Alias, The Pulse and Jessica Jones

Alias made its debut in September 2001, a month before Brian Michael Bendis took over as writer on Daredevil (but a full year after Ultimate Spider-Man), appearing the same week as issue #1 of the more-heavily publicised Wolverine: Origin. It was the first title from Marvel’s Max imprint, and was the first title set in the mainstream Marvel Universe to use the word fuck – indeed, it is the very first word anyone says, right on page one.

 Alias

Issue 1 of Alias introduced the world to Jessica Jones; former superhero turned private investigator, dealing mainly with missing persons cases. Over the course of the first arc, originally collected as simply Alias, Jessica gets involved in a small scale missing persons case which leads to her accidentally filming a major Marvel superhero changing out of their secret identity. When the missing person is later found strangled to death, Jessica is a prime suspect, and has to clear her name whilst at the same time unravelling who did this to her and why.

Right from the start, Jessica is integrated into the heart of the Marvel Universe – we see a picture of her in her old costumed identity of Jewel, alongside members of the Avengers. She gets legal assistance from Matt (Daredevil) Murdock, and meets with her friend Carol (Ms Marvel) Danvers who tries to pair her up with a new man. Issue 1 also gives us the first appearance of Jessica’s unusual relationship with Luke (Power Man) Cage – and definitely the first ever anal sex scene in a Marvel Comic.

Articles from the time made mention of the original printing firm literally stopping the presses on the title, describing it as “obscene”. Bendis remarked that “There’s nothing in Alias that you wouldn’t see on The Sopranos”, but the printing was moved to a different company.

::::::

### [TASKS]
A. In the piece on Alias, why was the printing of the title moved to a different company? Answer in one to three sentences.
B. Carry the piece on Alias forward from its final sentence with another paragraph or two.
The material here has nothing to do with the piece on Alias.

::::::

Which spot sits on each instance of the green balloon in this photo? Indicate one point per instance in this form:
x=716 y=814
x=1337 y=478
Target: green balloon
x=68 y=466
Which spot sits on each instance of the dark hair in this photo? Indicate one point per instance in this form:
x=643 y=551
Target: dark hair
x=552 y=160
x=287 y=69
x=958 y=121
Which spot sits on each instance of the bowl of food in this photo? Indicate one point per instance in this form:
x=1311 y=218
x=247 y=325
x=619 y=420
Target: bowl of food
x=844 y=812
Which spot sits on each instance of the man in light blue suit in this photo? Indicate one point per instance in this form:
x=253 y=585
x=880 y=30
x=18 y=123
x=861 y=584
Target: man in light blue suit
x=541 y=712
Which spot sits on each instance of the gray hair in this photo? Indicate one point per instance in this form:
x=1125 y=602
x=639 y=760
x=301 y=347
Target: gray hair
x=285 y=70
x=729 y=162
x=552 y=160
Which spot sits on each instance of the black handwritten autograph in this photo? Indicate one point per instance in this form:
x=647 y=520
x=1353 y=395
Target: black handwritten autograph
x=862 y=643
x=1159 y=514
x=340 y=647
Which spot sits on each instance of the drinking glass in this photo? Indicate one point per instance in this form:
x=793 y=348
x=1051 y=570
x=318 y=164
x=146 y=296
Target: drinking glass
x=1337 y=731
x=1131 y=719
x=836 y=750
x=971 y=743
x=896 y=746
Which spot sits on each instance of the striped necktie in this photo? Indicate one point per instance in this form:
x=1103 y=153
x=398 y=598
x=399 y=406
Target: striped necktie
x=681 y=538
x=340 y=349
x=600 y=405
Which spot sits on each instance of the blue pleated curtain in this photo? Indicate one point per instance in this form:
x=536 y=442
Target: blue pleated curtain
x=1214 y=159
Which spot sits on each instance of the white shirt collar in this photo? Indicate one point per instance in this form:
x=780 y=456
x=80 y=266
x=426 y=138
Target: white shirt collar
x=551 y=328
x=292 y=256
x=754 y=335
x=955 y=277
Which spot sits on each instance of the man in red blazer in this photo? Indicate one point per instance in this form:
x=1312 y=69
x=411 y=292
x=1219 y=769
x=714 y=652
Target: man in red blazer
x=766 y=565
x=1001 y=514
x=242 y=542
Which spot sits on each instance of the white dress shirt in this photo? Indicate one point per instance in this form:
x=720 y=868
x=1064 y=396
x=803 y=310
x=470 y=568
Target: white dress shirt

::::::

### [OUTPUTS BY TASK]
A. The original printing firm stopped the presses on Alias and called it "obscene," so the printing went to a different company.

B.
The second arc brings us another missing persons case and more appearances from mainstream superheroes, while Jessica looks for a man who may or may not be who he seems.

The back of the first trade refers to Jessica as “a chain-smoking, self-destructive alcoholic with a mean inferiority complex” – and while this is certainly true, she still has her successes. Issue 10 is a single issue story, told in almost transcript form. Here she is hired by Daily Bugle publisher J. Jonah Jameson to work alongside investigative reporter Ben Urich to try and find out who Spider-Man really is. Needless to say, she doesn’t manage to find this out, but manages a victory of a completely different kind. The change in format means that the issue works as a showcase for the skills of both Bendis and his artist Michael Gaydos. The issue also makes further mention of Jessica’s superhero days, including a second costumed identity – Knightress. This is a thread that was not to be touched on again for quite some time.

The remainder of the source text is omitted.